··· ENTRIES PROVIDED ···
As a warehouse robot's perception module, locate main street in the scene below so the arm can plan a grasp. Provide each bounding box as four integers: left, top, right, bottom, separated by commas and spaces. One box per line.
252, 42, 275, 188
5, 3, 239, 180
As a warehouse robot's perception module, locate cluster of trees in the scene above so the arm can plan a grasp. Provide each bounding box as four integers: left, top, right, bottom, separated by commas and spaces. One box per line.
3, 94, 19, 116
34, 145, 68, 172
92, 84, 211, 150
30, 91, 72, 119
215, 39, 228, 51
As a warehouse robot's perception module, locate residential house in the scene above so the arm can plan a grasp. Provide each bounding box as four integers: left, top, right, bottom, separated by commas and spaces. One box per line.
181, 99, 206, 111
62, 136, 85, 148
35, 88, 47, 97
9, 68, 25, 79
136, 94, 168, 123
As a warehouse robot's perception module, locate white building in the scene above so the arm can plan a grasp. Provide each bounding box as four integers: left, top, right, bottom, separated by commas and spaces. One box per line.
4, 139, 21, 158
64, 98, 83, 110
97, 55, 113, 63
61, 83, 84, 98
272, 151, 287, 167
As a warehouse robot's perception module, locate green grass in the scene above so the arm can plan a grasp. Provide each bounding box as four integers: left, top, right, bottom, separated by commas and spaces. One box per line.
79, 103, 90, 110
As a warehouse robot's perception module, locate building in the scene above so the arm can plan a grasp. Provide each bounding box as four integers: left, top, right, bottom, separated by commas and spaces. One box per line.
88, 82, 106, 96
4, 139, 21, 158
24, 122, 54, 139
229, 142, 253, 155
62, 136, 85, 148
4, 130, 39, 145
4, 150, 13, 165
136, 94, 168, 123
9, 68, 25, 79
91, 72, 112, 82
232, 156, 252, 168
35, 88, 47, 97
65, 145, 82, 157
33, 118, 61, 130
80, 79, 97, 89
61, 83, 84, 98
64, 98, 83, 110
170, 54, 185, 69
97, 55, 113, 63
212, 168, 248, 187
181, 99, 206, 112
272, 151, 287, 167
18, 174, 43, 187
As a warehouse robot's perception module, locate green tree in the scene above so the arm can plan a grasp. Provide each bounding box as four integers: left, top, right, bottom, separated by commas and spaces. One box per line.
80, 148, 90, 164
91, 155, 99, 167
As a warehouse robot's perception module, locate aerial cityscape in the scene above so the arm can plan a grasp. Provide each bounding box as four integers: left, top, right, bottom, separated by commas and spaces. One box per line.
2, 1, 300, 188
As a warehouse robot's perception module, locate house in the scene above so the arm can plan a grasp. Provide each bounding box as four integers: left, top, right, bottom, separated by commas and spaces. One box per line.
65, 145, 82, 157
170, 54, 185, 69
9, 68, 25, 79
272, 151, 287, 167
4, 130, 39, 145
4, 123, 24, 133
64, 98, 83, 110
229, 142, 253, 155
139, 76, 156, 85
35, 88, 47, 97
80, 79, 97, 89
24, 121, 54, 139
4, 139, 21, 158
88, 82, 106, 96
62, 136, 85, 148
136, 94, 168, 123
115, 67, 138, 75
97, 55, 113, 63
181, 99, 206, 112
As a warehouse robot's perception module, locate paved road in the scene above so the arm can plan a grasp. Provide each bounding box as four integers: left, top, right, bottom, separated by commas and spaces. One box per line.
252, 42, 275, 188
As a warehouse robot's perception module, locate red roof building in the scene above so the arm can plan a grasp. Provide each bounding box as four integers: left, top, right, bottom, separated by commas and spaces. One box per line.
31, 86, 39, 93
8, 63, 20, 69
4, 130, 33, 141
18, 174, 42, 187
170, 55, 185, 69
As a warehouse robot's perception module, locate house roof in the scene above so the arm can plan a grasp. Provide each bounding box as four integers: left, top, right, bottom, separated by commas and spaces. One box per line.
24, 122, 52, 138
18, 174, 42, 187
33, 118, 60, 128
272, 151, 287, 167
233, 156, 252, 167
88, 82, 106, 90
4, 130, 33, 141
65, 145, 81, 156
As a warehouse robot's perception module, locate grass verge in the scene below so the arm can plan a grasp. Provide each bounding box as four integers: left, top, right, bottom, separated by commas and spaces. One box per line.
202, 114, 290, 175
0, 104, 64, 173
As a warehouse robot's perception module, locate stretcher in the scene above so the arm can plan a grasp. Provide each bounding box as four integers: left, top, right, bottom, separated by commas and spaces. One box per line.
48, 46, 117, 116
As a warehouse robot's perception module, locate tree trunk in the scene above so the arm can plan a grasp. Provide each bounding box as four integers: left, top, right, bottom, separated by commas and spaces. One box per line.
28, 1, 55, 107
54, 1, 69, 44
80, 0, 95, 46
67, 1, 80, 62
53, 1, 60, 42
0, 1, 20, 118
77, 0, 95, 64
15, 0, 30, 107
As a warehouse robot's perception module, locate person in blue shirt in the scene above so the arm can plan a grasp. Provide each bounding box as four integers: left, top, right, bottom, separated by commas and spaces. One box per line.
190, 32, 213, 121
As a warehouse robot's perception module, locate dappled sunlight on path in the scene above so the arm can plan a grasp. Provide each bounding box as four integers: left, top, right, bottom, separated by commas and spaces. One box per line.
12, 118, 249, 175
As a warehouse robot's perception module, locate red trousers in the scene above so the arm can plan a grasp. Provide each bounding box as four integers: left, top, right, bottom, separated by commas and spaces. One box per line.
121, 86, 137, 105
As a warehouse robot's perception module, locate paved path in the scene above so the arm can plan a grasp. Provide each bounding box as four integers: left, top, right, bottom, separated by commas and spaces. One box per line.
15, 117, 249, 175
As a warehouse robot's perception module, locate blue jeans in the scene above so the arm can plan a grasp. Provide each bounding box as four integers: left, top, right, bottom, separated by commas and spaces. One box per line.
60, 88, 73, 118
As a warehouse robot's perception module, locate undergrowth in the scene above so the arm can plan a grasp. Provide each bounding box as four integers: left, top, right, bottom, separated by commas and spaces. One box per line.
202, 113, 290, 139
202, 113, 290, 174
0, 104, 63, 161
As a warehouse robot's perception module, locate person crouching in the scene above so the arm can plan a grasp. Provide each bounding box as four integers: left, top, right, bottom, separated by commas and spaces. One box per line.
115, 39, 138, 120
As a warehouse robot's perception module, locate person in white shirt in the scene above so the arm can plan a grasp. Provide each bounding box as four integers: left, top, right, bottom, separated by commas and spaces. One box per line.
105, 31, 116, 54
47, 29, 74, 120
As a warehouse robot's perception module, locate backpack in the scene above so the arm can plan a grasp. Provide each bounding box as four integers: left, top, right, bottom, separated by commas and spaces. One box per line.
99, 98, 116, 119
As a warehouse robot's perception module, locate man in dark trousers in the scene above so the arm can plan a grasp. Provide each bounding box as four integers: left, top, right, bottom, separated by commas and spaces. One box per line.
···
TASK TO CARRY OUT:
Your reply must contain each entry, reproduced exactly.

TASK RESPONSE:
As a warehouse robot's perception module, locate main street in the scene below so the arm can plan a grasp. Provide each bounding box as four integers: left, top, right, bottom, separated by commas and spaces. One box per line.
252, 42, 275, 188
5, 3, 239, 180
As a warehouse robot's perception module, locate cluster of trees in the scene above so the arm can plan a grasp. Provide each bounding box as four integers: left, top, right, bottom, separated by commas and spaces. One box per line.
3, 94, 19, 116
34, 145, 68, 172
92, 84, 211, 150
30, 91, 72, 119
215, 39, 228, 51
As a warehouse robot's perception module, locate residential house in the scene above so the arm can plan a grasp. Provide each bounding box as four integers: left, top, right, bottom, separated by commas and spaces. One box per line.
181, 99, 206, 111
62, 136, 85, 148
35, 88, 47, 97
9, 68, 25, 79
136, 94, 168, 123
As a warehouse robot's perception module, locate white building in the scene above so the arm can plan a grasp. Provide each bounding box as four integers: left, top, right, bottom, separated by commas and spaces. One box per line.
4, 139, 21, 158
64, 98, 83, 110
97, 55, 113, 63
61, 83, 84, 98
272, 151, 287, 167
As a warehouse robot's perception module, locate green grass in the scene above so the arm can plan a grasp. Provide each bounding box as four integers: left, top, right, bottom, separated by commas and spaces. One box per line.
79, 103, 90, 110
As a warehouse robot's perception module, locate building in the scene above so the arm can plan a grasp. Provide each bounding box as four integers: left, top, right, bottom, separated by commas and spaces. One box per line.
88, 82, 106, 96
4, 139, 21, 158
24, 122, 54, 139
229, 142, 253, 155
62, 136, 85, 148
4, 130, 39, 145
4, 150, 13, 165
136, 94, 168, 123
9, 68, 25, 79
91, 72, 112, 82
232, 156, 252, 168
35, 88, 47, 97
65, 145, 82, 157
33, 118, 61, 130
80, 79, 97, 89
61, 83, 84, 98
64, 98, 83, 110
170, 54, 185, 69
97, 55, 113, 63
212, 168, 248, 187
181, 99, 206, 112
272, 151, 287, 167
18, 174, 43, 187
As a warehouse robot's perception module, locate green tree in the scene above so the arm can plan a grasp. Provide each bounding box as four integers: left, top, right, bottom, separated by commas and spaces. One box per line.
80, 148, 90, 164
91, 155, 99, 167
As a warehouse robot's perception module, locate aerial cityscape in the scene above so the arm can plan a grasp. Provide each bounding box as four integers: left, top, right, bottom, separated by commas and spaces. One box per line.
2, 1, 300, 188
As a warehouse robot's perception module, locate house in the scene above so the arm can plan a grasp. Provide each bounding box as four integers: left, top, right, bottom, separated by commas and spaces. One box per line.
65, 145, 82, 157
170, 54, 185, 69
9, 68, 25, 79
272, 151, 287, 167
4, 130, 39, 145
4, 123, 24, 133
64, 98, 83, 110
229, 142, 253, 155
139, 76, 156, 85
35, 88, 47, 97
80, 79, 97, 89
24, 121, 54, 139
4, 139, 21, 158
88, 82, 106, 96
62, 136, 85, 148
136, 94, 168, 123
115, 67, 138, 75
97, 55, 113, 63
181, 99, 206, 112
As a warehouse robot's perception module, locate paved road in the scene above so the arm can plan a grasp. Provide each bounding box as four integers: left, top, right, bottom, separated by commas and spaces. One box per line.
252, 42, 275, 188
As a warehouse robot's perception module, locate red roof building in the scene above so the arm can plan a grasp. Provide each bounding box as four integers: left, top, right, bottom, separated by commas and spaces. One box per line.
31, 86, 39, 93
8, 63, 20, 69
4, 130, 33, 141
18, 174, 42, 187
170, 55, 185, 69
As a warehouse robot's perception module, locate house roof in the scene above so the arm can plan a grasp. Provide each bounding box as four integers: left, top, right, bottom, separated by commas and spaces. One box per line.
24, 122, 52, 138
18, 174, 42, 187
33, 118, 60, 128
272, 151, 287, 167
233, 156, 252, 167
88, 82, 106, 90
4, 130, 33, 141
65, 145, 81, 156
As a warehouse robot's perception module, locate grass verge in the scene below so the arm can plan a grasp. Provide each bounding box as four integers: left, top, right, bottom, separated by commas and spaces. One box per line.
202, 114, 290, 175
0, 104, 64, 173
As a warehouse robot's perception module, locate stretcher in the scene above so the arm can plan a grasp. Provide each bounding box as four integers: left, top, right, bottom, separated by commas and spaces. One box per line.
48, 46, 117, 116
As a warehouse robot's perception module, locate tree trunk in the scene above so the arm can plan a grasp. Provide each bounding box as four integers: left, top, right, bottom, separated by commas and spaces. One box per line.
28, 1, 55, 107
54, 1, 69, 44
80, 0, 95, 46
67, 1, 80, 62
53, 1, 60, 42
0, 1, 20, 118
77, 0, 95, 64
15, 0, 30, 107
As a warehouse robot's perception module, locate person in blue shirt in the scene above so the arm can plan a grasp. Provide each bounding box as four integers: left, top, right, bottom, separated by commas and spaces. One box per line.
190, 32, 213, 121
As a warehouse robot's perception module, locate dappled sunlight on path in the scene above so the arm can plan a grasp. Provide each bounding box as four integers: left, top, right, bottom, separated by commas and spaces. One box per line.
12, 118, 249, 175
As a warehouse robot's perception module, locate red trousers in the scene above so the arm can plan a grasp. Provide each bounding box as four integers: left, top, right, bottom, separated by commas and spaces. One box per line.
121, 86, 137, 105
As a warehouse robot's perception module, locate paved path in the scene above so the arm can plan a grasp. Provide each bounding box as four integers: left, top, right, bottom, separated by commas and spaces. One box per line.
15, 117, 249, 175
As a warehouse robot's perception module, locate blue jeans in the scene above so the arm can plan a grasp. Provide each bounding box as four integers: left, top, right, bottom, separated by commas and spaces. One box per line.
60, 88, 73, 118
As a warehouse robot's perception module, locate undergrowth in the scene above so the arm can plan a grasp. Provide each bounding box as four integers: left, top, right, bottom, separated by commas and spaces. One box per line.
202, 113, 290, 139
202, 113, 290, 174
0, 104, 63, 161
As a warehouse robot's perception module, locate person crouching in the scene above so the arm can plan a grasp. Provide each bounding box as four integers: left, top, right, bottom, separated by commas and spaces. One box per line.
115, 39, 138, 120
As a warehouse robot's perception module, locate person in white shirt in the scene above so the arm can plan a grasp. Provide each bounding box as four integers: left, top, right, bottom, separated by commas and spaces. One box per line.
105, 31, 116, 54
47, 29, 74, 120
As a warehouse robot's perception module, locate backpack in the scene above so the arm can plan a grasp. Provide each bounding box as four integers: left, top, right, bottom, separated by commas and spaces. One box per line.
99, 98, 116, 119
As a warehouse robot's perception module, locate man in dark trousers in the scene above so the arm can plan a grasp. Provide each bounding box as four integers: left, top, right, bottom, separated by commas and spaces. One box per line.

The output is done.